» **GIVEN DATA**
= Beginning of Section =
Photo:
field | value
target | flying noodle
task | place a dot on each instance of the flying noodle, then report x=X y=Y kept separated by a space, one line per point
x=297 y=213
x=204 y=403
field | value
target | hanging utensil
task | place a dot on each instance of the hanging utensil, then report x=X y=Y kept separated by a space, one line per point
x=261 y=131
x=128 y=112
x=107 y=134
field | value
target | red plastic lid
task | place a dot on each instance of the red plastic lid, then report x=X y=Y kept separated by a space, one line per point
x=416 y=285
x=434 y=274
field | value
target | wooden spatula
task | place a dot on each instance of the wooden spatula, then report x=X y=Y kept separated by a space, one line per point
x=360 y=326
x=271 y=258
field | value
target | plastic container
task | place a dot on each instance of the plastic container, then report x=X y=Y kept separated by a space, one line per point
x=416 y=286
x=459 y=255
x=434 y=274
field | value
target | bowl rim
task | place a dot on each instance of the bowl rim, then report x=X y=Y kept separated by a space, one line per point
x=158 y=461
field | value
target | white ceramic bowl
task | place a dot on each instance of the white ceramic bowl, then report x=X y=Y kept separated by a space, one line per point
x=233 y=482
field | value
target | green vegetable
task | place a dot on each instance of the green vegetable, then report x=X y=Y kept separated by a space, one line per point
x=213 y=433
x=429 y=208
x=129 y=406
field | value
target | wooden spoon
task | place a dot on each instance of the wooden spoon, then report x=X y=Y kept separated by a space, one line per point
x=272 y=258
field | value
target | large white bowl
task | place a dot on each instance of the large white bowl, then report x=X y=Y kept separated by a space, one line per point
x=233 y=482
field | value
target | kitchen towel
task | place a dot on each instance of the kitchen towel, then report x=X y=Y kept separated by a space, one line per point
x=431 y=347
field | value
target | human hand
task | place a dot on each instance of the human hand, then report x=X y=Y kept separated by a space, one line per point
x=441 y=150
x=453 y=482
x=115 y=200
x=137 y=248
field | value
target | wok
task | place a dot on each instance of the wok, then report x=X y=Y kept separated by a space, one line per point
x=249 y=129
= End of Section =
= Beginning of Section =
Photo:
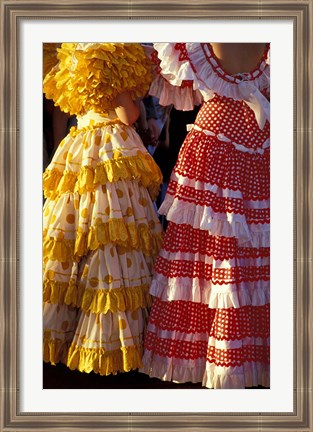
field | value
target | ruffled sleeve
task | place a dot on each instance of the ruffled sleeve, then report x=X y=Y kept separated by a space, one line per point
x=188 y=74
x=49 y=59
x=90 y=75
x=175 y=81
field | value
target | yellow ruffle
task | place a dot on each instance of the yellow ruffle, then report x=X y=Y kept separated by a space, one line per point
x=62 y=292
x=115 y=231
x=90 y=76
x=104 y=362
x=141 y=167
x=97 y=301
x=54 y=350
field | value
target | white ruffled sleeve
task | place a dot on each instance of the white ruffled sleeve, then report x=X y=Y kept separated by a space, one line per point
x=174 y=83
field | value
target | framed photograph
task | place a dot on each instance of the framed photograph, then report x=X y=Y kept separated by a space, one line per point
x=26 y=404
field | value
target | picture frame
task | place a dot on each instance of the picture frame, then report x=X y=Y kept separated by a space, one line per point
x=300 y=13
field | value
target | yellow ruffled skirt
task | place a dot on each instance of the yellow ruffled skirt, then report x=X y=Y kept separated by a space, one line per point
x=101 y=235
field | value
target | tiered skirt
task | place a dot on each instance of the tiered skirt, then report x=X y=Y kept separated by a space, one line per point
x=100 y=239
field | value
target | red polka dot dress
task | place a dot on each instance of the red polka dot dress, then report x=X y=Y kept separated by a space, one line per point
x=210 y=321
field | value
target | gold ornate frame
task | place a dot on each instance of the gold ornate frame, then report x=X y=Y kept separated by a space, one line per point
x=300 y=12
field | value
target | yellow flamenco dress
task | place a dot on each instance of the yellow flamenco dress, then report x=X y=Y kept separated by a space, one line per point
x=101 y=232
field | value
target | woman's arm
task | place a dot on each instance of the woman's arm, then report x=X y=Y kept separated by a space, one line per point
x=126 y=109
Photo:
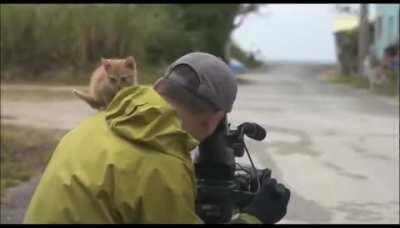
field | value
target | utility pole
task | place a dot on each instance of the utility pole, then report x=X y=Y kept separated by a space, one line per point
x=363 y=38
= End of Section =
= Beginning of Section =
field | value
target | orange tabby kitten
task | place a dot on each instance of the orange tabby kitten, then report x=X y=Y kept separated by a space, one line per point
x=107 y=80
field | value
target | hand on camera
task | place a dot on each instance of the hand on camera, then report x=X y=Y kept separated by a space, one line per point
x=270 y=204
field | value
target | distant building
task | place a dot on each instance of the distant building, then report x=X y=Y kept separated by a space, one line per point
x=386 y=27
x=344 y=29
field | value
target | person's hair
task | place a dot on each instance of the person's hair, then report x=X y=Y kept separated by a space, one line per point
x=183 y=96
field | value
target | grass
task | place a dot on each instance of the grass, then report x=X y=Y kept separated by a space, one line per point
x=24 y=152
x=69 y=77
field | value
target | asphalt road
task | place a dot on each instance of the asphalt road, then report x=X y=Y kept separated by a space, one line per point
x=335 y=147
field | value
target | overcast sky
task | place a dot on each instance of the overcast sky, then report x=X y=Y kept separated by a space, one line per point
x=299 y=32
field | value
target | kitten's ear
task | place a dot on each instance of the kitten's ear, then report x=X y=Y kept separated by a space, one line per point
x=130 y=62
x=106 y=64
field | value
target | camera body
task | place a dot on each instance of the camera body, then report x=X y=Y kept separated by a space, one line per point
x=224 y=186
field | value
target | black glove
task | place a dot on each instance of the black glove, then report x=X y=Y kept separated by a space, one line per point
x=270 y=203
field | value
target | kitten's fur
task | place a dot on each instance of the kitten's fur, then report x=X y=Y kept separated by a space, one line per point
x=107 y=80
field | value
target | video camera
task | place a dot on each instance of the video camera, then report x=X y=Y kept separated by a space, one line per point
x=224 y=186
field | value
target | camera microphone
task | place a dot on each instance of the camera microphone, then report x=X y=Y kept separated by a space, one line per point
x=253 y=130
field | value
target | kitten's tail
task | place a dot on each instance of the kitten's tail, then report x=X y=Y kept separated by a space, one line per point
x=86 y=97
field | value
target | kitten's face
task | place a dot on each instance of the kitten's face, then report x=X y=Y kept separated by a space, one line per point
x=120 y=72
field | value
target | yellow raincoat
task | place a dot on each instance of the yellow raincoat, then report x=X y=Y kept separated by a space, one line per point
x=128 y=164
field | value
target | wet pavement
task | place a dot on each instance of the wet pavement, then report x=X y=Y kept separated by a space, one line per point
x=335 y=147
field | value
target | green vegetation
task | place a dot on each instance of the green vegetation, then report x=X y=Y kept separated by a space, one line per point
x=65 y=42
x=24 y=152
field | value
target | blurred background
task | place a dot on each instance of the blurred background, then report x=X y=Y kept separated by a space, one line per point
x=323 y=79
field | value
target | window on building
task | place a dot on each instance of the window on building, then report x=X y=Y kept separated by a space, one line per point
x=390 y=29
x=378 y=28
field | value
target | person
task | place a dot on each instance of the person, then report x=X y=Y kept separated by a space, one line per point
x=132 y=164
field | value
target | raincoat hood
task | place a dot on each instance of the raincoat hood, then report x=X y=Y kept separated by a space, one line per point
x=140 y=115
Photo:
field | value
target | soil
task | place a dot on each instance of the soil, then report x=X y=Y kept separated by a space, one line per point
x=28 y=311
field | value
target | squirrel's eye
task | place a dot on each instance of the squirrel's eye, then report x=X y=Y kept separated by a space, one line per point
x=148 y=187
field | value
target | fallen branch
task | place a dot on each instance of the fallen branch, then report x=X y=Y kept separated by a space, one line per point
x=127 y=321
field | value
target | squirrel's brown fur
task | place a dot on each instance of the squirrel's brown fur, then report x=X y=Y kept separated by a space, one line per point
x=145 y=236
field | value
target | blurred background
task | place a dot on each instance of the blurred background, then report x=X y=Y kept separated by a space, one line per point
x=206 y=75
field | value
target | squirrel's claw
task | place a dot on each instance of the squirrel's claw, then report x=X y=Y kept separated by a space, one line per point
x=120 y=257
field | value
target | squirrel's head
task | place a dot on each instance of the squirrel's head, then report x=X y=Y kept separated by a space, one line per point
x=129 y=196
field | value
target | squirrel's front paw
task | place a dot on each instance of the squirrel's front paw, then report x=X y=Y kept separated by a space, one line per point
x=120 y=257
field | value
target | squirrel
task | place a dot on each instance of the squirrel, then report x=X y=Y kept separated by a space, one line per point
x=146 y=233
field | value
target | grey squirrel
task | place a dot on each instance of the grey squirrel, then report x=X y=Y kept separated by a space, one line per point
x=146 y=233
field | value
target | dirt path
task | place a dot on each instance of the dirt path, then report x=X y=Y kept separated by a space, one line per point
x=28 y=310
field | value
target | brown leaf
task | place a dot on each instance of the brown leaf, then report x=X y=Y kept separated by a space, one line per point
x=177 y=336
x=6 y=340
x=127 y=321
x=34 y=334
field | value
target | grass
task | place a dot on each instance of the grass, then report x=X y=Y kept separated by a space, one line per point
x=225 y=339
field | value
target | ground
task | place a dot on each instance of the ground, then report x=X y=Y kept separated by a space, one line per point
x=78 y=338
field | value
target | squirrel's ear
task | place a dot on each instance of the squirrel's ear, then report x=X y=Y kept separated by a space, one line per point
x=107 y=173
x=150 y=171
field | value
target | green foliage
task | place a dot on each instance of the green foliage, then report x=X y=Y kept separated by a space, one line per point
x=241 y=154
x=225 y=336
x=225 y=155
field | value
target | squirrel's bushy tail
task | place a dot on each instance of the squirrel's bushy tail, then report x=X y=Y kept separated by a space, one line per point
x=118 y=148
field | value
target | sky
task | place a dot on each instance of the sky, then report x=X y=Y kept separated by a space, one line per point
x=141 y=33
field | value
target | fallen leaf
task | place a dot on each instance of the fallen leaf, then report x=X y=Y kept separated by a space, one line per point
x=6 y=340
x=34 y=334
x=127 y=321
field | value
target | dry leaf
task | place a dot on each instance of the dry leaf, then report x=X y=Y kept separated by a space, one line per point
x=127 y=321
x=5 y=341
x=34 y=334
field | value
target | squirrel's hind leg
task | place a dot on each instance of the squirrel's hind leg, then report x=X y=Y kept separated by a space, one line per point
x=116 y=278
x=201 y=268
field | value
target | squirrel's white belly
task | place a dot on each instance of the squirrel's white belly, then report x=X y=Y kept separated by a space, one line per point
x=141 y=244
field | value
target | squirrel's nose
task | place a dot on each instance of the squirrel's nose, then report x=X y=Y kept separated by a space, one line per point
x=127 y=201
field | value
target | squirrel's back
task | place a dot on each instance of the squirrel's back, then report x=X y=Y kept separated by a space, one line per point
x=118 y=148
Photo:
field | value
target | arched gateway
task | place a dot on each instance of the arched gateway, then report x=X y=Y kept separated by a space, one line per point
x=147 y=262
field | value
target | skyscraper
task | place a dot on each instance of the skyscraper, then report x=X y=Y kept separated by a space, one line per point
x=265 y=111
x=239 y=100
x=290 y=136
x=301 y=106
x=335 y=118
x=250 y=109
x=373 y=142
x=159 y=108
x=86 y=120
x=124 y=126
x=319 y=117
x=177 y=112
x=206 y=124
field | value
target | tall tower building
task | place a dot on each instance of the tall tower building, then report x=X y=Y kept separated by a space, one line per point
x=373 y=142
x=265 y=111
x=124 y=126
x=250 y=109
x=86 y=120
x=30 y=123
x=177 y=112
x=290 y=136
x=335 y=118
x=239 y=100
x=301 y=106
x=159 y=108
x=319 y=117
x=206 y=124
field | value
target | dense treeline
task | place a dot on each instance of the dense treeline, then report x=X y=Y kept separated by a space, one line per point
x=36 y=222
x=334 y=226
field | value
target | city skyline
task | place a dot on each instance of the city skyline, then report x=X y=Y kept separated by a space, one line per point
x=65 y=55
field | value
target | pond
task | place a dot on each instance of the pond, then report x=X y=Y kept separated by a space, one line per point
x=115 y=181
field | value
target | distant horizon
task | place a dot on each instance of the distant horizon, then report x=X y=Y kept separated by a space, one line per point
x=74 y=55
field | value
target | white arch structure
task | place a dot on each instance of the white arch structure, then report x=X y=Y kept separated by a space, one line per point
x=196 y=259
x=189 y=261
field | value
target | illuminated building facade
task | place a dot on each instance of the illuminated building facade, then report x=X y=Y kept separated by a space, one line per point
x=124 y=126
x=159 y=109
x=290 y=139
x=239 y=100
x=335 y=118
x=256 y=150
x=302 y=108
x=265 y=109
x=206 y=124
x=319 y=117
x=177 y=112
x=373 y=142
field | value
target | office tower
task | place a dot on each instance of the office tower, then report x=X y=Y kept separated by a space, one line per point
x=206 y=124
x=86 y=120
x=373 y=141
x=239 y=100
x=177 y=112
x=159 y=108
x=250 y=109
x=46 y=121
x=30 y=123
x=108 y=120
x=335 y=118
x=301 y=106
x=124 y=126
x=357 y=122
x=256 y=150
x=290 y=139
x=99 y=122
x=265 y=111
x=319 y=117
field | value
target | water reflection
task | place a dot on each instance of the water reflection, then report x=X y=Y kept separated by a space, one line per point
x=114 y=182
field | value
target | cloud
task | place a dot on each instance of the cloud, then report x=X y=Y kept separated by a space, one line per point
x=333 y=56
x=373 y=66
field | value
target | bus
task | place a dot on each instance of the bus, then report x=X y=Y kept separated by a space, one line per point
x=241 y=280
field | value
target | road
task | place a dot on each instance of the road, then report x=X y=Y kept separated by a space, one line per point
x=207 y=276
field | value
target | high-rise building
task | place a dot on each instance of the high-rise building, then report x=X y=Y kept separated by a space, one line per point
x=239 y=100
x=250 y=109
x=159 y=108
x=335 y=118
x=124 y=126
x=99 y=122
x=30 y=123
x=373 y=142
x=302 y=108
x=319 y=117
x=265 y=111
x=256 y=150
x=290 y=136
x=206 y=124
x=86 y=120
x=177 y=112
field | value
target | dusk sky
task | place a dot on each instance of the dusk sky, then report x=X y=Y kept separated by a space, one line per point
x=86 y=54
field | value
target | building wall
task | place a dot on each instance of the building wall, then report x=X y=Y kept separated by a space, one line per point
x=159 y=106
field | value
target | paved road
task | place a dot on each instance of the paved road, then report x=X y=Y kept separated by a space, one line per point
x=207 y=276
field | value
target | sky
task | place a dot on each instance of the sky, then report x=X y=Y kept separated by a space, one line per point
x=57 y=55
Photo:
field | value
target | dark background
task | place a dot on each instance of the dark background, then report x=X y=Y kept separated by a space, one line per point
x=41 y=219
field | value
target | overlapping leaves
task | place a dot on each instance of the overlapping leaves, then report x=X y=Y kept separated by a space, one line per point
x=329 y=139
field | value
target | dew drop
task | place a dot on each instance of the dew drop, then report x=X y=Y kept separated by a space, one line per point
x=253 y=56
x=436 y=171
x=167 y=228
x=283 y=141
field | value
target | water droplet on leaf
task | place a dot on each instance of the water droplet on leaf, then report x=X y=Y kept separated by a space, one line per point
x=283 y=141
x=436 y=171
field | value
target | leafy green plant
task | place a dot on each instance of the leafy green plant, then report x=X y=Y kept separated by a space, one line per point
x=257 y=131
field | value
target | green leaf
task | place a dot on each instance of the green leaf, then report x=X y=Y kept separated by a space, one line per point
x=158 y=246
= End of Section =
» **WHAT TO PRODUCE**
Reproduce exactly, and with no other material, the lines between those holding "camera body, then" and "target | kitten's tail", inclusive.

» **YOUR RESPONSE**
task | place a dot on each instance of the camera body, then report x=X y=Y kept separated by a space, one line per point
x=224 y=186
field | value
target | black glove
task | place a dot on each instance of the black glove, then report x=X y=Y kept separated by a space, one line per point
x=270 y=203
field | value
target | kitten's fur
task | place a dot on each instance of the kitten's fur, then report x=X y=Y kept separated by a space, one line per point
x=107 y=80
field | value
target | video camera
task | place a dot on each instance of the video camera, then report x=X y=Y kept separated by a space, one line per point
x=224 y=186
field | value
target | camera microphone
task | place a dot on each instance of the camera microphone, then report x=X y=Y kept separated by a space, one line per point
x=253 y=130
field | value
target | kitten's tail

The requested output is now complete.